| EXERCISE OBJECTIVE |
Reproduce the records below word for word, leaving out the pictures.
---- MATERIAL FOR THIS EXERCISE
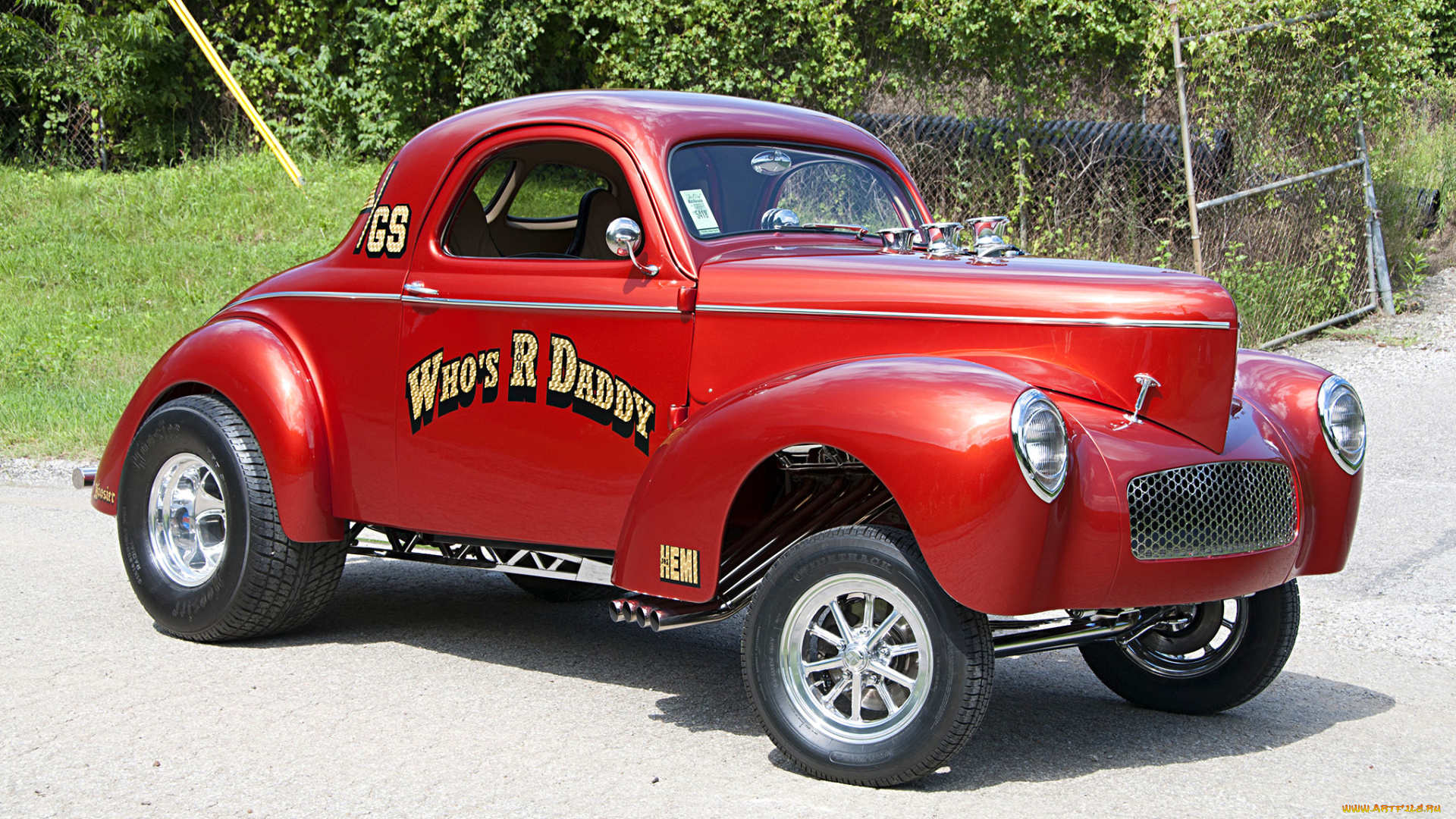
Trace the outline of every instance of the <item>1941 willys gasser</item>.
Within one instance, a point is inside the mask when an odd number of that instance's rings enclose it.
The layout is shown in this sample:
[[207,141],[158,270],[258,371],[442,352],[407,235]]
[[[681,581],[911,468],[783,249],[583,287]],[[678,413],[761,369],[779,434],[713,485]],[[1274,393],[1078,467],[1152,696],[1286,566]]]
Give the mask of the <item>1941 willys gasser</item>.
[[173,345],[77,481],[188,640],[301,625],[349,552],[655,630],[748,606],[753,707],[831,780],[943,764],[997,656],[1239,705],[1294,579],[1345,563],[1360,401],[1239,350],[1219,284],[1019,255],[1003,222],[961,248],[884,144],[796,108],[486,105]]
--------
| EXERCISE OUTPUT |
Trace the outline of every instance of the <item>1941 willys gasser</item>.
Within one instance, a point is inside the mask when an odd number of that instance's rings enclose it.
The layout is shown in this sample:
[[207,141],[158,270],[258,371],[442,352],[407,235]]
[[[681,581],[911,468],[783,249],[583,287]],[[678,413],[761,369],[779,434],[713,485]],[[1274,393],[1078,467],[1152,696],[1286,566]]]
Give the mask of the <item>1941 willys gasser</item>.
[[173,345],[77,481],[188,640],[301,625],[349,552],[655,630],[748,606],[753,707],[831,780],[943,764],[997,656],[1239,705],[1294,579],[1345,563],[1360,401],[1239,350],[1219,284],[1019,255],[1003,222],[961,248],[884,144],[796,108],[486,105]]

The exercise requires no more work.